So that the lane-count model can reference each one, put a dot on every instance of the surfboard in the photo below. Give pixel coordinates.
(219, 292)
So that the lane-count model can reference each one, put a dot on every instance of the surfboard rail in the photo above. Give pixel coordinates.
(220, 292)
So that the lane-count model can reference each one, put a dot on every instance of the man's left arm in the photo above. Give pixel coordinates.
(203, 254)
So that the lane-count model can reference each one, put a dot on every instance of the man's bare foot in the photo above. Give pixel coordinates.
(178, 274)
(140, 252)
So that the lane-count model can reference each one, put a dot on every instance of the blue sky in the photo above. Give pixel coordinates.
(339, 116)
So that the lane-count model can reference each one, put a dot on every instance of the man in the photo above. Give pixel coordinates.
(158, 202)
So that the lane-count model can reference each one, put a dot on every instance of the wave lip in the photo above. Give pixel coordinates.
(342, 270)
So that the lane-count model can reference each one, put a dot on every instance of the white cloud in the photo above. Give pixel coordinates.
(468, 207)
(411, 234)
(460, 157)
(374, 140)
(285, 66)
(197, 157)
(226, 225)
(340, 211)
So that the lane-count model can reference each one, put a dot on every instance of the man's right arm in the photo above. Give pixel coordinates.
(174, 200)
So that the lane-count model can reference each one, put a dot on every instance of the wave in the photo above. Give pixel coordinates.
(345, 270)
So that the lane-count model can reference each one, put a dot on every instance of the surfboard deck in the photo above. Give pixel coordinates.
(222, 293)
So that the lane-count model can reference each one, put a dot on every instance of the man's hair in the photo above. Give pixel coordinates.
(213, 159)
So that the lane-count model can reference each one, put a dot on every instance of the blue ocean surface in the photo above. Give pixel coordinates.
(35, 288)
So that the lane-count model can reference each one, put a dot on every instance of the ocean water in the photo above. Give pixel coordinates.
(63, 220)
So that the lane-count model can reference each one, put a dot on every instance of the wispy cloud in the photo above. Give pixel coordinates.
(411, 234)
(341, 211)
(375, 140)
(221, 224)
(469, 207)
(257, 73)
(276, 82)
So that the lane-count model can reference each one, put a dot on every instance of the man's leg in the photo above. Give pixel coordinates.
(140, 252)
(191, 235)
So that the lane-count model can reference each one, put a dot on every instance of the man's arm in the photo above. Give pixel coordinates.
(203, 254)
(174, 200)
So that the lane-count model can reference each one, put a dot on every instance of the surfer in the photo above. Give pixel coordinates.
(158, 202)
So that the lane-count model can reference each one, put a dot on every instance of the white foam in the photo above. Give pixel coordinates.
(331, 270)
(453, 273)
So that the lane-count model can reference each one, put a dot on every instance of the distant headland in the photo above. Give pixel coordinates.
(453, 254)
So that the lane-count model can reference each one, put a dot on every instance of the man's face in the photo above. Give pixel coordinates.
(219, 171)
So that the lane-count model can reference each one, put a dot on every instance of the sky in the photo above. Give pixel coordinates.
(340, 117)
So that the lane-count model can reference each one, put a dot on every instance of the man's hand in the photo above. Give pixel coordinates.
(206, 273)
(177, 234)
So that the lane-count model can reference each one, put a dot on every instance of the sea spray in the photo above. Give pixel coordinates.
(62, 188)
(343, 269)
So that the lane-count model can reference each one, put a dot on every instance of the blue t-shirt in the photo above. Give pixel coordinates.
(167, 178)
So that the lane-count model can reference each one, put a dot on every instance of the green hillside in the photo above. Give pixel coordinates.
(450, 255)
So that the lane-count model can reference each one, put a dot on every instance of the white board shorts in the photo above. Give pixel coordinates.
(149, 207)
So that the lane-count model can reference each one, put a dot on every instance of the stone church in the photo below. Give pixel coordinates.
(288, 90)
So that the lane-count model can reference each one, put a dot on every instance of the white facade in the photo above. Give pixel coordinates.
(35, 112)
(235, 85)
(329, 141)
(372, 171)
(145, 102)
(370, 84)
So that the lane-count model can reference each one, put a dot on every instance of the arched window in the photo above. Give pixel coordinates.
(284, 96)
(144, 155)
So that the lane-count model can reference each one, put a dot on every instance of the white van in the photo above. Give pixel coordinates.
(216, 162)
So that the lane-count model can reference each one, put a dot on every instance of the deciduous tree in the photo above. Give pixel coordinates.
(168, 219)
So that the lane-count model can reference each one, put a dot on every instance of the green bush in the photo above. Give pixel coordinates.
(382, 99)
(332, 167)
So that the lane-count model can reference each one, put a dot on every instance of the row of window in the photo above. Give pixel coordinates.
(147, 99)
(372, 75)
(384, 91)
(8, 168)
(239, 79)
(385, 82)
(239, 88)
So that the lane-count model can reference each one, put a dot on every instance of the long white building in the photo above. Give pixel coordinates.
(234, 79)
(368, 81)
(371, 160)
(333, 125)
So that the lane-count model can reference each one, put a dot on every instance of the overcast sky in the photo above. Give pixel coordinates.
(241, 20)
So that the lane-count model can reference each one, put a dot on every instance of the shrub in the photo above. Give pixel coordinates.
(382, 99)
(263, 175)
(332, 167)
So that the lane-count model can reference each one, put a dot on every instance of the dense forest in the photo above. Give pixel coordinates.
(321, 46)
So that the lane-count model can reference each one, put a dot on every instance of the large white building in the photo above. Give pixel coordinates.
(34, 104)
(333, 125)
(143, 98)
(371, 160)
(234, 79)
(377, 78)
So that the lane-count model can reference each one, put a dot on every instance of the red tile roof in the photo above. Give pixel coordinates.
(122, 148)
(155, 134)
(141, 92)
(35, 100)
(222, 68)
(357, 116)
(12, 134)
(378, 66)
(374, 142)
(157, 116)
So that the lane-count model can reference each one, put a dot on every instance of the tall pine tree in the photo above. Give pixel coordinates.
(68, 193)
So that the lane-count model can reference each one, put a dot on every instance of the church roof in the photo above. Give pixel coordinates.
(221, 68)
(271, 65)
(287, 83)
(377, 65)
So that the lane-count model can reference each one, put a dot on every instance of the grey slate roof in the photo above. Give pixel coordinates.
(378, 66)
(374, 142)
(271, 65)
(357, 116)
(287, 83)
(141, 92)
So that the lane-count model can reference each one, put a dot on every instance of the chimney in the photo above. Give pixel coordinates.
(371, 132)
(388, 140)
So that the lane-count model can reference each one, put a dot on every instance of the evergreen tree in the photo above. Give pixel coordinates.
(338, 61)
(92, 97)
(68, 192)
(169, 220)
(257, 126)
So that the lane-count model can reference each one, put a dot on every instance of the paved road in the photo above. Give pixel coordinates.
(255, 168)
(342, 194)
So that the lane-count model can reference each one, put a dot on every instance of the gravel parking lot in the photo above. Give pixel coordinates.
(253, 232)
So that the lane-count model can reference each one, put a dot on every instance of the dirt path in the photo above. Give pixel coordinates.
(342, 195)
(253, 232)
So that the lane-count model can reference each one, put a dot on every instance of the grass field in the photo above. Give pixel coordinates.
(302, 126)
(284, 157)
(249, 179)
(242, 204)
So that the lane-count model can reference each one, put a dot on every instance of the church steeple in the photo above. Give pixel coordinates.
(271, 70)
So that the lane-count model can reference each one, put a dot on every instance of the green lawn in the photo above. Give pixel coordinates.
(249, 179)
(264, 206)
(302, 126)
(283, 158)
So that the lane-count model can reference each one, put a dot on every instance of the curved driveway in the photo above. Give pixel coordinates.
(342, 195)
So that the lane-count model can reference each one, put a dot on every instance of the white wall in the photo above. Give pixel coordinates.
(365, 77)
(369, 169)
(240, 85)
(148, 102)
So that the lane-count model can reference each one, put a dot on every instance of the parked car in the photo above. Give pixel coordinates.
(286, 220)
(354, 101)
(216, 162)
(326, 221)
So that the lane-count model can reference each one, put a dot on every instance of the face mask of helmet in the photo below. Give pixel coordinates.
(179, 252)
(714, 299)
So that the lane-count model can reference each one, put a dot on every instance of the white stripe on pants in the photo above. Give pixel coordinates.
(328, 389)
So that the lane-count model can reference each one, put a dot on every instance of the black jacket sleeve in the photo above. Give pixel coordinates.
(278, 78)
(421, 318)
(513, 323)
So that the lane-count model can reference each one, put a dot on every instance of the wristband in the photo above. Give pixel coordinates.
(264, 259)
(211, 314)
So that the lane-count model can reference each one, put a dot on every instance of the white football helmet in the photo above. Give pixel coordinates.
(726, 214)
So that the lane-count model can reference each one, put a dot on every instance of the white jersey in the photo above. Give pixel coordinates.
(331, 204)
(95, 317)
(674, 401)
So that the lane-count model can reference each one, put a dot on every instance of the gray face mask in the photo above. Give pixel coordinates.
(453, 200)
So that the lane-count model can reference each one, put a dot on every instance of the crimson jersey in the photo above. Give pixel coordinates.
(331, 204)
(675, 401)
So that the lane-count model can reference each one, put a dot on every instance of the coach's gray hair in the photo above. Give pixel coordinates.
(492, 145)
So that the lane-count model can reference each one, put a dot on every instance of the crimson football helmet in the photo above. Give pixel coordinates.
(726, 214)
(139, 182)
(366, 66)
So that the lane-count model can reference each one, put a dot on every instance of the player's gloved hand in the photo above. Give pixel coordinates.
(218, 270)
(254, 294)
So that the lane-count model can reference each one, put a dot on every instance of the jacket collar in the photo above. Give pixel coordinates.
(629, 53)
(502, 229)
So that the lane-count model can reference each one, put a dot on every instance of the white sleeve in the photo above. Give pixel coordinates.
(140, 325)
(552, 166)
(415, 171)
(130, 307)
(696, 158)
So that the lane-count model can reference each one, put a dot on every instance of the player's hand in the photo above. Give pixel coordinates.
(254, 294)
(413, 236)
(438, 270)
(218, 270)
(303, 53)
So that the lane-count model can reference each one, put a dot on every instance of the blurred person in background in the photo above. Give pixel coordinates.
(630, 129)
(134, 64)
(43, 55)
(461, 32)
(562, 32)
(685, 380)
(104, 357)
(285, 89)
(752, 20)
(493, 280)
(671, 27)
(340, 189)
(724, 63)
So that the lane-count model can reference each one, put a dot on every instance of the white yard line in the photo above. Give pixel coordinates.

● ● ● ● ● ● ●

• Given task: Starting from the line with "the white football" and ending with the final line of the data, quote every line exactly, both ends included.

• Response below:
So that the lane-count model can reference each one, put a dot on every instance of the white football helmet in the photo above. Give pixel coordinates.
(726, 214)
So that the lane-count model can reference each one, put a dot on every instance of the white jersey in the photo above. Give pixel coordinates.
(331, 204)
(95, 317)
(674, 401)
So that the lane-count model can reference each one, put a dot on every instance of the gray face mask in the photo above. Give pixel coordinates.
(453, 200)
So that the lane-count model can reference each one, put a dot on every instance of the crimson jersey in the photo above. Give pixel coordinates.
(331, 204)
(675, 401)
So that the lane-count model can reference each one, put a dot on every instance of the coach's gray hair in the photo above. Give pixel coordinates.
(492, 145)
So that the lane-count model can reference each one, put a dot on every instance of the crimson football helmet in the photo above. Give pixel coordinates.
(726, 214)
(139, 182)
(366, 66)
So that the lane-count model can reference each one, put a dot on every instance of the player's gloved hand in the photo above. Give pixel coordinates.
(218, 270)
(254, 294)
So that the lane-count model can reference each one, put a dot on every instance of the jacket collar in the photo above. Give pixel coordinates.
(629, 53)
(502, 229)
So that the lane-count model can reference each one, put a dot on every instance of the white sleeve in the photo above. Give pixel coordinates.
(140, 325)
(552, 166)
(415, 171)
(130, 307)
(696, 158)
So that the lane-count model can reference each one, put a dot on every instance of the player's hand in the photo above. Give pixel coordinates.
(254, 294)
(413, 236)
(438, 270)
(218, 270)
(303, 53)
So that the lane-count model can reference each one, put a dot on every instance of the blurred person in background in the photo above. Give pixel coordinates.
(630, 129)
(134, 64)
(43, 55)
(461, 32)
(562, 32)
(685, 380)
(104, 357)
(285, 89)
(752, 20)
(493, 280)
(671, 27)
(340, 189)
(724, 63)
So that the lane-count model can reference each one, put a dot on every instance of the white yard line in the photo above. Give pixel coordinates.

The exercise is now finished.